Objective: Return each of the items below line for line, with every character unchanged.

Material to process:
____________________

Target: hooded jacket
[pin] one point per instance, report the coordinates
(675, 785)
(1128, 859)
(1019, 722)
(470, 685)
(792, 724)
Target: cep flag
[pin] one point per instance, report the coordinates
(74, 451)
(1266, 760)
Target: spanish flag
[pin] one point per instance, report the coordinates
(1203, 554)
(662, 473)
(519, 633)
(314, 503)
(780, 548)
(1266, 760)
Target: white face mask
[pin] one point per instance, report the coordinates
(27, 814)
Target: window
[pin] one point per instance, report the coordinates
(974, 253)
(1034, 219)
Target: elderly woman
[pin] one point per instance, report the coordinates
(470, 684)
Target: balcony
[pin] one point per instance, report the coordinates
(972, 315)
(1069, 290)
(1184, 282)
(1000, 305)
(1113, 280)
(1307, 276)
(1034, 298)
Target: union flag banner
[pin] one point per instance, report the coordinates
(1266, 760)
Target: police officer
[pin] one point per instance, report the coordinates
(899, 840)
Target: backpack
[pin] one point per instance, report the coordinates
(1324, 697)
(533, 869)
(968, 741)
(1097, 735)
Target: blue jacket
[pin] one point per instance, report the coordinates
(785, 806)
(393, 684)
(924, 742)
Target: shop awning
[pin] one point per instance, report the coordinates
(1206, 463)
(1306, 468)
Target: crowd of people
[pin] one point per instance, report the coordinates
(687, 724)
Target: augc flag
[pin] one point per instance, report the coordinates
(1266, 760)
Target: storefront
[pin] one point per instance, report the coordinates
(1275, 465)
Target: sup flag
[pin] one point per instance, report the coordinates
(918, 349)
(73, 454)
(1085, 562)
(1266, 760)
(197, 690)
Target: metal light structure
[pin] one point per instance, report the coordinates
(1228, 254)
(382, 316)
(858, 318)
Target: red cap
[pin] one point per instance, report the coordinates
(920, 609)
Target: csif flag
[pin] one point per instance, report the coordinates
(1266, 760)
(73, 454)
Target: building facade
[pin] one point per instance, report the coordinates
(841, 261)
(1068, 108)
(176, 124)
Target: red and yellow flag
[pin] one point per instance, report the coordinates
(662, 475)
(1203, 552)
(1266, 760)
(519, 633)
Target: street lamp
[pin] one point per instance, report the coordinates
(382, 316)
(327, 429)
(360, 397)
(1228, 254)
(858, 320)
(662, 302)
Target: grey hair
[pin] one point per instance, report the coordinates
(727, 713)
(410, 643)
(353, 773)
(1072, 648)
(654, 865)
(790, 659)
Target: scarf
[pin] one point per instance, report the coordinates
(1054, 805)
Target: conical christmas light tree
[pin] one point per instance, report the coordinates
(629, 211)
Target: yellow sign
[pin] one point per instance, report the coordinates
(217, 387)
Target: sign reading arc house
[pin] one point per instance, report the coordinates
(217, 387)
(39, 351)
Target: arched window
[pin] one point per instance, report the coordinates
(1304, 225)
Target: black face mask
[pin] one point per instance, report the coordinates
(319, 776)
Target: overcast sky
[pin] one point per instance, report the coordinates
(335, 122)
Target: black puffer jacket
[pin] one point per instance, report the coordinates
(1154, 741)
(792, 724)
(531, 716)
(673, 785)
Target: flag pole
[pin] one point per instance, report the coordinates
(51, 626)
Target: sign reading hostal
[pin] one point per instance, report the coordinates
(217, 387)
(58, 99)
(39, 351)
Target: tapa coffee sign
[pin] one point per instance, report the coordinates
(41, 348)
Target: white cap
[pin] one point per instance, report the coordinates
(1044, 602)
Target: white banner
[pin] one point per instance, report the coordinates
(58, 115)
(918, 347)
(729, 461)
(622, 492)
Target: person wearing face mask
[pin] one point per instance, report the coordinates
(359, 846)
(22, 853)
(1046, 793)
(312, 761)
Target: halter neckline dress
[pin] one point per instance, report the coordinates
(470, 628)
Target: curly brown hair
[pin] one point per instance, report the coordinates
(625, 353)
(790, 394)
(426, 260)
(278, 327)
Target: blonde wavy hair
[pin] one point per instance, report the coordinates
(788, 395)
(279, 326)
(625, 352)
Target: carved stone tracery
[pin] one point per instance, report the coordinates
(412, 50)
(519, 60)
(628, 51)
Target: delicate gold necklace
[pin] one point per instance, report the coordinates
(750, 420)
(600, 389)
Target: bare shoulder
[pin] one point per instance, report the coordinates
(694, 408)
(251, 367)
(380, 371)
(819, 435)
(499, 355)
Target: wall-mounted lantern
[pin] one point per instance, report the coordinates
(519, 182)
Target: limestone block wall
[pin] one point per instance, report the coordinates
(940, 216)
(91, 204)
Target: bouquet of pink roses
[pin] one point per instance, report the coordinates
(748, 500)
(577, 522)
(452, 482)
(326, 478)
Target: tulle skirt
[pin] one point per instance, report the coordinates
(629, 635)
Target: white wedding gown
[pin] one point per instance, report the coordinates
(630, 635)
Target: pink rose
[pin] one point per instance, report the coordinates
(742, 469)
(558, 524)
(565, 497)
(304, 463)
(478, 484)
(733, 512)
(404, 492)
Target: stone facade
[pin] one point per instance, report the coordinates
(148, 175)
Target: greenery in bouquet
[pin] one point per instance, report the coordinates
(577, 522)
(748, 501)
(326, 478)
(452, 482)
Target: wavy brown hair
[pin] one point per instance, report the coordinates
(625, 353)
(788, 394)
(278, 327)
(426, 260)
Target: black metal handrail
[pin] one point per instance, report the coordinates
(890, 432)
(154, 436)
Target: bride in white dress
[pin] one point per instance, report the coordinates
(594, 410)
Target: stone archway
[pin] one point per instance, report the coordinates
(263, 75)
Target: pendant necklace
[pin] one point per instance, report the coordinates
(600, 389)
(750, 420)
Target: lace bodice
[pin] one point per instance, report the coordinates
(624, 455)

____________________

Solution:
Target: hooded jacket
[pin] one point per instance, report the coordinates
(675, 785)
(1128, 859)
(1019, 722)
(470, 685)
(792, 724)
Target: cep flag
[pin] one point per instance, report the coordinates
(74, 451)
(1266, 760)
Target: spanish flag
[pin] one point per instance, report the coordinates
(1203, 554)
(662, 473)
(519, 633)
(314, 503)
(780, 548)
(1266, 760)
Target: white face mask
[pin] one point per instance, report the coordinates
(27, 814)
Target: window
[pin] one point per instance, report the coordinates
(974, 253)
(1034, 219)
Target: elderly woman
[pin] one point per instance, report the coordinates
(470, 684)
Target: balcony
[pin] one point per instance, report the coordinates
(972, 315)
(1069, 290)
(1184, 282)
(1000, 305)
(1113, 280)
(1307, 276)
(1034, 298)
Target: union flag banner
[pin] one point per instance, report the coordinates
(1266, 760)
Target: police officer
[pin] one point per instance, report the coordinates
(899, 840)
Target: backpack
[pin] one point per instance, report the coordinates
(1324, 697)
(533, 869)
(968, 741)
(1097, 735)
Target: blue jacket
[pin] one point per instance, report the coordinates
(785, 806)
(393, 684)
(924, 742)
Target: shop awning
[pin] one point per instance, report the coordinates
(1206, 463)
(1306, 468)
Target: crowd of people
[pin] one point per instance, report the coordinates
(687, 724)
Target: augc flag
[pin] one point per instance, report the coordinates
(1266, 760)
Target: storefront
[pin] one point per instance, report the coordinates
(1275, 465)
Target: sup flag
[pin] one point per instance, report the coordinates
(918, 349)
(73, 454)
(1085, 562)
(1266, 760)
(197, 690)
Target: metal light structure
[pin] one point per instance, report the coordinates
(1228, 254)
(382, 316)
(858, 318)
Target: red cap
[pin] one point per instance, report the coordinates
(920, 609)
Target: csif flag
[pin] one point per instance, report the coordinates
(1266, 760)
(73, 454)
Target: building facade
[pin] one point per instance, report the coordinates
(841, 261)
(1068, 108)
(176, 124)
Target: red and yellow flag
[pin] one point per instance, report the coordinates
(662, 475)
(1203, 552)
(1266, 760)
(519, 633)
Target: street lamp
[pin] one point per instance, report the coordinates
(382, 316)
(327, 429)
(360, 397)
(1228, 254)
(858, 320)
(662, 302)
Target: grey hair
[pin] one point per instance, report the coordinates
(727, 713)
(410, 643)
(353, 773)
(1072, 648)
(654, 865)
(790, 659)
Target: scarf
[pin] one point per instance, report the coordinates
(1054, 805)
Target: conical christmas light tree
[pin] one point per instance, report the coordinates
(629, 211)
Target: yellow sign
[pin] one point per instance, report the coordinates
(217, 387)
Target: sign reading arc house
[pin] one point per instance, report the coordinates
(217, 387)
(39, 351)
Target: arched window
[pin] one point per instance, report the coordinates
(1304, 225)
Target: black face mask
[pin] one point per instance, report the coordinates
(319, 776)
Target: overcast sky
[pin] one point per instance, report the coordinates
(335, 122)
Target: black puffer jacket
[pin] one point per instance, report the coordinates
(1154, 741)
(792, 724)
(531, 716)
(673, 785)
Target: flag pole
[pin] one point per instance, report the coordinates
(51, 626)
Target: sign reading hostal
[pin] one point per instance, report the coordinates
(217, 387)
(58, 99)
(39, 351)
Target: tapa coffee sign
[pin] one point per instance, report the coordinates
(41, 348)
Target: white cap
[pin] one point per instance, report the coordinates
(1044, 602)
Target: white banner
[pin] one point per instance, report the coordinates
(58, 115)
(918, 347)
(729, 461)
(622, 492)
Target: person wearing face mask
[pin] one point per instance, report the coordinates
(359, 846)
(22, 853)
(1046, 793)
(312, 761)
Target: halter neckline dress
[pin] one point per instance, report the coordinates
(470, 628)
Target: curly brown hair
[pin] one point per instance, report the coordinates
(625, 353)
(790, 394)
(426, 260)
(278, 327)
Target: blonde wavy hair
[pin] one point per instance, report the coordinates
(788, 395)
(279, 326)
(625, 352)
Target: carved stone tracery
[pin] one point per instance, report the coordinates
(412, 50)
(519, 60)
(628, 51)
Target: delicate gold necklace
[pin] one point per instance, report the coordinates
(750, 420)
(600, 389)
Target: bare shoulder
[pin] one point per instance, report the coordinates
(694, 408)
(251, 367)
(380, 371)
(819, 435)
(499, 355)
Target: wall-mounted lantern
[pin] one point per instance, report the coordinates
(519, 182)
Target: limestone block wall
[pin] one point per instance, report the coordinates
(940, 216)
(91, 204)
Target: bouquet of pink roses
[pin] one point per instance, report the coordinates
(748, 500)
(577, 522)
(452, 482)
(326, 478)
Target: tulle skirt
[pin] one point per instance, report the coordinates
(629, 635)
Target: white wedding gown
[pin] one point per instance, report the coordinates
(630, 635)
Target: pink rose
[pin] one point per instance, report the coordinates
(742, 469)
(558, 524)
(565, 497)
(304, 463)
(478, 484)
(733, 512)
(404, 492)
Target: stone facade
[pin] one point per instance, report the coordinates
(148, 175)
Target: greenery in bouquet
[pin] one point per instance, report the coordinates
(577, 522)
(748, 501)
(326, 478)
(452, 482)
Target: wavy brown hair
[pin] one point per instance, report the coordinates
(625, 353)
(788, 394)
(278, 327)
(426, 260)
Target: black metal handrail
[pin] one point per instance, report the coordinates
(890, 432)
(154, 436)
Target: bride in white dress
[pin] one point per instance, report the coordinates
(594, 410)
Target: stone archway
[pin] one point per instance, report the coordinates
(263, 75)
Target: pendant necklace
[pin] one point per instance, report the coordinates
(600, 389)
(750, 420)
Target: lace bodice
[pin] one point per instance, report the coordinates
(624, 455)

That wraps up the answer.